▶ _Provided entries_
######
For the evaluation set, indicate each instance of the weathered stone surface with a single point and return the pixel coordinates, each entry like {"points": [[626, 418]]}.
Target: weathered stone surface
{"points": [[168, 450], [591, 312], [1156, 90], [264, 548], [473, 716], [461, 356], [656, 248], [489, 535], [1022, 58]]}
######
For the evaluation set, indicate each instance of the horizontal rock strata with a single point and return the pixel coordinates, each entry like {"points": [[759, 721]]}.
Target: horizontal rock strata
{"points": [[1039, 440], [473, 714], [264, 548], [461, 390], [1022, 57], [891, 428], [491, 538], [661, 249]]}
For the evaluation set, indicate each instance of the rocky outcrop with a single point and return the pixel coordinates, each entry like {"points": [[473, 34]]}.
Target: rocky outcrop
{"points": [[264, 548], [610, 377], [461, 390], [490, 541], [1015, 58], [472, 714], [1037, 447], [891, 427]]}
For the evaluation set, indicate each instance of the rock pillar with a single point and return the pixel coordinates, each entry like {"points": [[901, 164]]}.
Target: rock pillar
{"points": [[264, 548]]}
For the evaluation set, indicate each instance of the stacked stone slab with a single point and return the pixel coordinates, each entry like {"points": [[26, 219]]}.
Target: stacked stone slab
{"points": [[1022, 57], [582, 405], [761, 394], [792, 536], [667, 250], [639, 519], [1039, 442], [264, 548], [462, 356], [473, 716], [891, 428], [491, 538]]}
######
Which lines in the entries above contain the word "stacked"? Pull out each one and copy it in full.

▶ _Reply_
For the evaluation set, indicate each instance of the stacked stone slab with a single point and return the pixel coordinates, each entry like {"points": [[26, 219]]}.
Target: stacked stone slab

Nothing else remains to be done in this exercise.